Some records:
((

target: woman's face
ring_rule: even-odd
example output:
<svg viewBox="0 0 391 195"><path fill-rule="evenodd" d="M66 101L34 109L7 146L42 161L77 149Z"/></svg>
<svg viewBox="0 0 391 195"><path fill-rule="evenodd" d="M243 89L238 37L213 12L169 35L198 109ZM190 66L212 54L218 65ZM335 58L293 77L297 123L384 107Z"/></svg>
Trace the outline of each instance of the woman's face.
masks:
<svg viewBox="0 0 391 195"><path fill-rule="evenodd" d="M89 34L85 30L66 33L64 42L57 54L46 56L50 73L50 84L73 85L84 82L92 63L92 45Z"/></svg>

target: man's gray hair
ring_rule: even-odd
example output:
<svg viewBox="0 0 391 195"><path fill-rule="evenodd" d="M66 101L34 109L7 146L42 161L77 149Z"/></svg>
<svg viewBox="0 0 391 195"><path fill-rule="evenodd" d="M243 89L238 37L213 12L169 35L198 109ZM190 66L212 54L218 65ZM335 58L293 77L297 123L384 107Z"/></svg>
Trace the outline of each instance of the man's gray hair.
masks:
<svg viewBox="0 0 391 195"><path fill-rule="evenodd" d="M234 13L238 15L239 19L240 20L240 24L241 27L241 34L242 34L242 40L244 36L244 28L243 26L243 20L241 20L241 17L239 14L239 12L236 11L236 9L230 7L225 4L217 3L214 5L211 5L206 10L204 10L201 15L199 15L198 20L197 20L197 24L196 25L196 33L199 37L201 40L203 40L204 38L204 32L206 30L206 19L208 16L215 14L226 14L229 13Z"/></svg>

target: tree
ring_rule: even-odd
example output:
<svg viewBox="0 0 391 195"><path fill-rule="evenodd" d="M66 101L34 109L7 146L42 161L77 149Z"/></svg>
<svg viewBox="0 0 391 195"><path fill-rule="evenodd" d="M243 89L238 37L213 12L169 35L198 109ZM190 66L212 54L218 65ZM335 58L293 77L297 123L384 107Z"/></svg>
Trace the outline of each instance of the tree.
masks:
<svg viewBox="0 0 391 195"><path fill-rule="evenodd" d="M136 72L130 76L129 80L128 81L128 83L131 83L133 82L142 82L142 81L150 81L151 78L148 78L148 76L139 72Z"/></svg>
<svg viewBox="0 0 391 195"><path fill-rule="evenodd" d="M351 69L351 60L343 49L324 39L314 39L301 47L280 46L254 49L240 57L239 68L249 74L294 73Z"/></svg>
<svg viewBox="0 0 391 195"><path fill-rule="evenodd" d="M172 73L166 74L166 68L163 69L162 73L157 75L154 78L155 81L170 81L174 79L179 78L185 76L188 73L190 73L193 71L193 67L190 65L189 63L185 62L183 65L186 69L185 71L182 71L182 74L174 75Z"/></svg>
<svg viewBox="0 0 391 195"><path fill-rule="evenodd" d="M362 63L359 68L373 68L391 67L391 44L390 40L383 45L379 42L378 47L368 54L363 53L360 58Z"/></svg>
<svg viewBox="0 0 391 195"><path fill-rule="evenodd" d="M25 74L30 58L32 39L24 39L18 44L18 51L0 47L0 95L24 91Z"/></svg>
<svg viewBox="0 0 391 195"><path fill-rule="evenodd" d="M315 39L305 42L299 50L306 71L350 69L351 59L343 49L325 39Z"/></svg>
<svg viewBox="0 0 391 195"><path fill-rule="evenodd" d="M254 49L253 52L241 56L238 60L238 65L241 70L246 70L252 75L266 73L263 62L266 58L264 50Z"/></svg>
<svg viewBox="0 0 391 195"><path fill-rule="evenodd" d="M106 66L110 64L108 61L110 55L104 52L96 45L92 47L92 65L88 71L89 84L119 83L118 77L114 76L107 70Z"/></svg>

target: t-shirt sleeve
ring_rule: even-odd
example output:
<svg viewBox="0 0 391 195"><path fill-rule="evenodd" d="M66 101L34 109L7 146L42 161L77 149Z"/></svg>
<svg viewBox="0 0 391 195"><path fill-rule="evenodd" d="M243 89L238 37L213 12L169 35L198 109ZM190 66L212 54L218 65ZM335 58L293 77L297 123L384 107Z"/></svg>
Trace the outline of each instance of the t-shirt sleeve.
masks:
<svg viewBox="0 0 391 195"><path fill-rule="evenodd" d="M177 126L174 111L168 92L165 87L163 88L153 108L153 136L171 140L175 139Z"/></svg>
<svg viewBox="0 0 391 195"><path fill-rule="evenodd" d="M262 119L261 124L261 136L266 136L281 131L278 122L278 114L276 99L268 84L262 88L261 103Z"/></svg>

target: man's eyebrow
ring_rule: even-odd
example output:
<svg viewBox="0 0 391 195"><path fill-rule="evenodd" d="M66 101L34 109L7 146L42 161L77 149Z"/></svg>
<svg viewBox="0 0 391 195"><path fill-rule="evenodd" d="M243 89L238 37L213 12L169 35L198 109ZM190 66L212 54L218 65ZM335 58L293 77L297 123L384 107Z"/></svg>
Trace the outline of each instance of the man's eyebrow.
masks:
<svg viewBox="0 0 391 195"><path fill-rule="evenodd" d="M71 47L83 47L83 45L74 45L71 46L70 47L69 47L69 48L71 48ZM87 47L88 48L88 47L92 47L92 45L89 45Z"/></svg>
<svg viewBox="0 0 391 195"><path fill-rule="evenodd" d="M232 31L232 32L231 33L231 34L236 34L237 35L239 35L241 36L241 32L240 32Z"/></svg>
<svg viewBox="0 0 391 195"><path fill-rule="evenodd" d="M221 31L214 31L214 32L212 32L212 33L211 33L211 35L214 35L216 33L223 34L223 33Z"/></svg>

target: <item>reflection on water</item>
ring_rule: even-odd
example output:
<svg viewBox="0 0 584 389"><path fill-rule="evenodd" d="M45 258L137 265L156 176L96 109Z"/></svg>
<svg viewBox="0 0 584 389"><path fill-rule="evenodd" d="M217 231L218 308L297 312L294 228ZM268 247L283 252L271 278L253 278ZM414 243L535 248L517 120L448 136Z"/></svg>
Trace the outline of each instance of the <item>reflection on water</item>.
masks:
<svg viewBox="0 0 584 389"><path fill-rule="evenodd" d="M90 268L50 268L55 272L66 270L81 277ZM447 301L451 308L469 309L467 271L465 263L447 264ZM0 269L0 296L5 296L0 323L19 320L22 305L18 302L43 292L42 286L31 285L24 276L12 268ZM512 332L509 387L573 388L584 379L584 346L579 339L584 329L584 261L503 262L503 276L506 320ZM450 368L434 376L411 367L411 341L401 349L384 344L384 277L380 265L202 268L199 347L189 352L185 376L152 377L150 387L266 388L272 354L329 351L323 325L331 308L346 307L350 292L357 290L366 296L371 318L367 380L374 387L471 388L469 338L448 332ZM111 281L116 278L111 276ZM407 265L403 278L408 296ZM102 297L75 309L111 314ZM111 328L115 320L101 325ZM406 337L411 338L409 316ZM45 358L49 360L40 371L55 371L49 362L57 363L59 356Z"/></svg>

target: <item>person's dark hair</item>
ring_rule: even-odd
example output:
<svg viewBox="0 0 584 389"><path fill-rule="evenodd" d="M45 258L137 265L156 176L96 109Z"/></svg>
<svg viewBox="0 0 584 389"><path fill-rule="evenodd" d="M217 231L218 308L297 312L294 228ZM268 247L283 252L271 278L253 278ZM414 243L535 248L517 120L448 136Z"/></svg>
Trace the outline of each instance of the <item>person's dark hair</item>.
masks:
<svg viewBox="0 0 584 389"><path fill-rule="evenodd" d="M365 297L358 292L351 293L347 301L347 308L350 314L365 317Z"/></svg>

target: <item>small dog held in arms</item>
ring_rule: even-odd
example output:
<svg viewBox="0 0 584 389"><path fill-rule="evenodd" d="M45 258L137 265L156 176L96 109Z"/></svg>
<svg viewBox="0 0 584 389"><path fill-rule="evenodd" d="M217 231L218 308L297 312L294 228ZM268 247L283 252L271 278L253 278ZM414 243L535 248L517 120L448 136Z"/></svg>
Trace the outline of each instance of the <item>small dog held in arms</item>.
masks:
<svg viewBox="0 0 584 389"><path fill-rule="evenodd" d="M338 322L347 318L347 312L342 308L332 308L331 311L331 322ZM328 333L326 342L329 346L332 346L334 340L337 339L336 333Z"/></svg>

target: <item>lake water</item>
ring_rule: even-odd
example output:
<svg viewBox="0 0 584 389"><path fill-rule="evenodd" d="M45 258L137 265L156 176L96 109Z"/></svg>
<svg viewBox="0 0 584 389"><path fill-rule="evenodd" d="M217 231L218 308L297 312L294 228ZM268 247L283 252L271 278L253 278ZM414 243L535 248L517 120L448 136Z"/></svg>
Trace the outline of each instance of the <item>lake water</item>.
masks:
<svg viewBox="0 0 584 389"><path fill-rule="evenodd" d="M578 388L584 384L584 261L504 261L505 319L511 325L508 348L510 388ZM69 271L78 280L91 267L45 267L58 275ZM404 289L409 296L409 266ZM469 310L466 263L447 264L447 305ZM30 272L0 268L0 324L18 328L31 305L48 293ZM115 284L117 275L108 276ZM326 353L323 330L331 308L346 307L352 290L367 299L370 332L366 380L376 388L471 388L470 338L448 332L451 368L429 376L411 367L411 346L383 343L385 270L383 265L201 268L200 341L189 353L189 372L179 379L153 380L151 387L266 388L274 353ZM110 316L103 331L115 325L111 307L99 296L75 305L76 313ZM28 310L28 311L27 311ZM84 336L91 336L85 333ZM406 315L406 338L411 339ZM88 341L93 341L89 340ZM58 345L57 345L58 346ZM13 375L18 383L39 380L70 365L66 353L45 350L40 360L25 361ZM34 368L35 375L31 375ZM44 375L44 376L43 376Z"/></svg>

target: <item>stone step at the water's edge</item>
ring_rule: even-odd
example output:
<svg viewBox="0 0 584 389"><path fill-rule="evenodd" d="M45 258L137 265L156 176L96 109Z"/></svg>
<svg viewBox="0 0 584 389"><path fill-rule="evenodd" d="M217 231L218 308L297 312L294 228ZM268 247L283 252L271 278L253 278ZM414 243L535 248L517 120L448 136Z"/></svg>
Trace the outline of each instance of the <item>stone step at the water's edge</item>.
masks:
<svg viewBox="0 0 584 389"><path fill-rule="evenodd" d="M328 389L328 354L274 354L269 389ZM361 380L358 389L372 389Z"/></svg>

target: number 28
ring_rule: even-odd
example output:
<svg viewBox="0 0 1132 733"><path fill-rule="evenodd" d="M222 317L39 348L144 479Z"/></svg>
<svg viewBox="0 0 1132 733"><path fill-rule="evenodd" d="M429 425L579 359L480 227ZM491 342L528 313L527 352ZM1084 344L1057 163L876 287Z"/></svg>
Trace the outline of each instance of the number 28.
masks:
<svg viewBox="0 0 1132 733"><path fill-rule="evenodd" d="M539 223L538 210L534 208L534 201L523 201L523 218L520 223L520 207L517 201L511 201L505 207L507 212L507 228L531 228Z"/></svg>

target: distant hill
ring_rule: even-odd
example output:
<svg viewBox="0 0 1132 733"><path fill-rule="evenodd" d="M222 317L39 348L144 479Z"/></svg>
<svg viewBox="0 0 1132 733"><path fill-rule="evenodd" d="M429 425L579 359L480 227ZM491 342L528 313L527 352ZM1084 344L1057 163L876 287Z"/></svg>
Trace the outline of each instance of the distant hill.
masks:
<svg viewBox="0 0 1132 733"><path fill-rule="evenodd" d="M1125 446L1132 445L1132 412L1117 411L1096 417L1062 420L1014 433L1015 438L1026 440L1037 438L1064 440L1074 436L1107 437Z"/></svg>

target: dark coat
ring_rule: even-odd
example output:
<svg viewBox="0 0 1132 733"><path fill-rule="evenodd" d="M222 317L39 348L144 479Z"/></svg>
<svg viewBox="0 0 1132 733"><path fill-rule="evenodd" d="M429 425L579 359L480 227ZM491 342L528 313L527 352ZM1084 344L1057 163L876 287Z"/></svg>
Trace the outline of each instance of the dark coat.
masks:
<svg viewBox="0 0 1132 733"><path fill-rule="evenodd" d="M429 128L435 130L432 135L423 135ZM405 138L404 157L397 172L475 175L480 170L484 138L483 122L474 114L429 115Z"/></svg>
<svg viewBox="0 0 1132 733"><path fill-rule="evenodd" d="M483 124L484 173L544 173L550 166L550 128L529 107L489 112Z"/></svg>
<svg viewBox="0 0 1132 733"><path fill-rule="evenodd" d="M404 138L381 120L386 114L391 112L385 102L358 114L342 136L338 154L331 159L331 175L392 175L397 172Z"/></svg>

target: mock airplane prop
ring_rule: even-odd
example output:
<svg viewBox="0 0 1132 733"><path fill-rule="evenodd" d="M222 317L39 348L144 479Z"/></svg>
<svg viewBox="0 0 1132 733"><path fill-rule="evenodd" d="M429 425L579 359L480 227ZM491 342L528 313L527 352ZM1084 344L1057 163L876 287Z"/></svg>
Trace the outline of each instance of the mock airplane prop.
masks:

))

Swap "outline" for "contour" in everything from the line containing "target: number 28" down to the line containing "223L538 210L534 208L534", and return only those lines with every other character left as it is.

target: number 28
ring_rule: even-odd
example output:
<svg viewBox="0 0 1132 733"><path fill-rule="evenodd" d="M222 317L39 348L144 479Z"/></svg>
<svg viewBox="0 0 1132 733"><path fill-rule="evenodd" d="M429 425L579 359L480 227ZM491 342L528 313L527 352ZM1084 344L1057 163L876 287Z"/></svg>
Trace the contour of each instance of the number 28.
masks:
<svg viewBox="0 0 1132 733"><path fill-rule="evenodd" d="M539 223L538 210L534 208L534 201L523 201L523 218L520 223L520 207L517 201L511 201L505 207L507 212L507 228L531 228Z"/></svg>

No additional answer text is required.